The task> Reproduce every line of the material below without any changes.

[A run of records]

------------------------------------------------------------

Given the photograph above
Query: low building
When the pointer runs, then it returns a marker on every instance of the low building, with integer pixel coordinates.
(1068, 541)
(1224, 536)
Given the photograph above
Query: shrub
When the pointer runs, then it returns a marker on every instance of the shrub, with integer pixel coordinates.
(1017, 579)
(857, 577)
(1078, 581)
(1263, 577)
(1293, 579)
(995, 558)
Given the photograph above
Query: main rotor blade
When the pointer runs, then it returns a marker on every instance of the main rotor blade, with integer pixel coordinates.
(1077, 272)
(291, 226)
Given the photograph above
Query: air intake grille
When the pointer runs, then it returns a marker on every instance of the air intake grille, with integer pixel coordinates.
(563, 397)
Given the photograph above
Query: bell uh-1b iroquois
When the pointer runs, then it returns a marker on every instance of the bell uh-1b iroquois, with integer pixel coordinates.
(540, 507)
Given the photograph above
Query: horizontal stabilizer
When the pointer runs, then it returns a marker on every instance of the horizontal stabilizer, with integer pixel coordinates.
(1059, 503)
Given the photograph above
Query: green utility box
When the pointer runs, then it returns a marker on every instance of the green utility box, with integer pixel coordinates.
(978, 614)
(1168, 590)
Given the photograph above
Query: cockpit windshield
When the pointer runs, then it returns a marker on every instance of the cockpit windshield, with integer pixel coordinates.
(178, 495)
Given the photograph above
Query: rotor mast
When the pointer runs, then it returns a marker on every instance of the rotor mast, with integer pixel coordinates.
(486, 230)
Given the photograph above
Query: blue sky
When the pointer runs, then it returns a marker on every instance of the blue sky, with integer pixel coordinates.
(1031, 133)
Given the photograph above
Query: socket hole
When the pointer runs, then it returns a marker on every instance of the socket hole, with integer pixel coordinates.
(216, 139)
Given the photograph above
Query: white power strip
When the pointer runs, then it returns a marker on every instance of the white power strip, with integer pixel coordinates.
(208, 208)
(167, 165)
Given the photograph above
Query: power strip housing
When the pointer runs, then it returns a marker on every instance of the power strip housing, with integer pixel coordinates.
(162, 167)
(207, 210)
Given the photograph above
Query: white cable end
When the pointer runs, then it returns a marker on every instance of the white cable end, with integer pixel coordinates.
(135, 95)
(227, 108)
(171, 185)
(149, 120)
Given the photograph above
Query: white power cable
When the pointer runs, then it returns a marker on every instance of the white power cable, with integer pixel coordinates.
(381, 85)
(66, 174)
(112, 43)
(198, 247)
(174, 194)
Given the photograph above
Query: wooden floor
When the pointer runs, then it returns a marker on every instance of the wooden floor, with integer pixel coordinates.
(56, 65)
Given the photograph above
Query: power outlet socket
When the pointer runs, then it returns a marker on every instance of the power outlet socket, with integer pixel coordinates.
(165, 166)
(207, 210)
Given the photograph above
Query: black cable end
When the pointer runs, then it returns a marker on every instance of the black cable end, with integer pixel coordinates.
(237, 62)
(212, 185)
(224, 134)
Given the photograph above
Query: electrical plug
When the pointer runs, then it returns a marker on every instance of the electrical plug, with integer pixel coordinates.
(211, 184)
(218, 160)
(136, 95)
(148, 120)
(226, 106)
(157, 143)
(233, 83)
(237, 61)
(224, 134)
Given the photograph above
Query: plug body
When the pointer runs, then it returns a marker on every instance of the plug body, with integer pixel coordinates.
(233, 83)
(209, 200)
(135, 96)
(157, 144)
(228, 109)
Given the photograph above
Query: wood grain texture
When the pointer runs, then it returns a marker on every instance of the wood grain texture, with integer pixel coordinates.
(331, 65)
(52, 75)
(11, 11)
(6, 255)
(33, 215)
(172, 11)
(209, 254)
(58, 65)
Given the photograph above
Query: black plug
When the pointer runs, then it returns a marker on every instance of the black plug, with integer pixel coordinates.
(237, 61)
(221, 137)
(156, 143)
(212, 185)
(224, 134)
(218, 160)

------------------------------------------------------------

The solution>
Given the photograph above
Query: low building
When the pointer runs, then it returns a marker on every instance of the low building, with integer pixel coordinates.
(1068, 541)
(1224, 536)
Given the photograph above
Query: shrub
When the pointer runs, then it returns a marker on every instance of the shrub, with integer pixel coordinates.
(1017, 579)
(857, 577)
(1078, 581)
(1263, 577)
(1293, 579)
(995, 558)
Given the photograph above
Query: main rotor blade
When the pointer runs, then it returns a marker on every instance of the main rotor blade, with integer pixel coordinates.
(1077, 272)
(291, 226)
Given the photograph above
Query: air intake grille
When the pointer runs, then it returns a marker on every instance of the air intake grille, with integer pixel coordinates.
(563, 397)
Given the photograph above
Query: bell uh-1b iroquois
When the pointer runs, then it returns a marker on every instance of the bell uh-1b iroquois, with integer pixel coordinates.
(540, 507)
Given the photograph above
Query: horizontal stabilizer
When the pointer runs, then it returns a marker on every instance of the horizontal stabilizer, with integer pixel coordinates.
(1059, 503)
Given the photograph above
Query: green utility box
When the pointer runs, then it returns a marker on every instance of the green utility box, with integer pixel coordinates.
(978, 614)
(1168, 590)
Given the photograph above
Query: cockpit windshield
When the pointer runs, then it returns a marker on every instance of the cockpit windshield, with integer pixel coordinates.
(178, 495)
Given the photograph above
Query: rotor mast
When the pointer runs, then it returns a marker on every instance of the rotor mast, with integer pixel coordinates.
(486, 230)
Given the photograph above
Query: blue sky
When the pointer runs, then it returns a marker on every instance of the blue sky, with integer pixel coordinates.
(1031, 133)
Given the photograph above
Query: socket hole
When the pointer runs, then it returns a marker on every instance of the socket hole, with integer pixel coordinates.
(216, 139)
Given the photograph above
Query: white power strip
When the pointer runs, then it returns a marker on every instance of the white power strip, with integer pixel coordinates.
(208, 208)
(167, 165)
Given the photograph above
Query: power strip housing
When the pointer runs, then it returns a marker on every instance of the power strip housing, with integer pixel coordinates.
(162, 167)
(207, 210)
Given the photograph above
Query: white cable end
When the pointer runs, then it returns a marker on every instance of the white cable end, with integer pixel coordinates.
(135, 95)
(227, 108)
(171, 185)
(149, 120)
Given the photograph above
Query: white power cable
When the pointer runs, then it returns a marker on every instance of the white power cable, with integer pixel coordinates.
(381, 85)
(66, 174)
(112, 43)
(198, 247)
(174, 194)
Given the photograph above
Query: wooden floor
When the pointer runs, then it returns a marker on every instance of the wooden floor, with integer pixel coordinates.
(56, 65)
Given the photograph above
Query: power outlet socket
When the pointer runs, then it returns a marker on every instance of the power outlet socket, with integer pixel coordinates.
(165, 166)
(207, 210)
Given the photograph above
Query: black cable end
When the pointer runs, then it returns a marker on every instance of the black cable end, with integer pixel coordinates.
(237, 62)
(212, 185)
(224, 134)
Given the photograph above
Query: electrical plug
When the pointer runs, then it returns a marker on every instance of the electrical plug, with integer pixel coordinates.
(211, 184)
(218, 160)
(136, 95)
(148, 120)
(226, 106)
(157, 143)
(233, 83)
(237, 61)
(224, 134)
Given the photograph above
Query: plug body
When the pointer runs, then it returns a marker on every instance of the plug body, with integer pixel coordinates.
(233, 83)
(209, 200)
(135, 96)
(157, 144)
(228, 109)
Given the photograph above
Query: wood grain texture
When the pointer runs, then it returns a marker on every instance of the wood grain texture, with integer pixel coordinates.
(331, 65)
(52, 75)
(11, 11)
(6, 255)
(33, 215)
(172, 11)
(209, 254)
(58, 65)
Given the photograph above
Query: black plug
When the pointer runs, then it returns a marker on every instance of the black plug, with integer pixel coordinates.
(237, 61)
(221, 137)
(156, 143)
(212, 185)
(224, 134)
(218, 160)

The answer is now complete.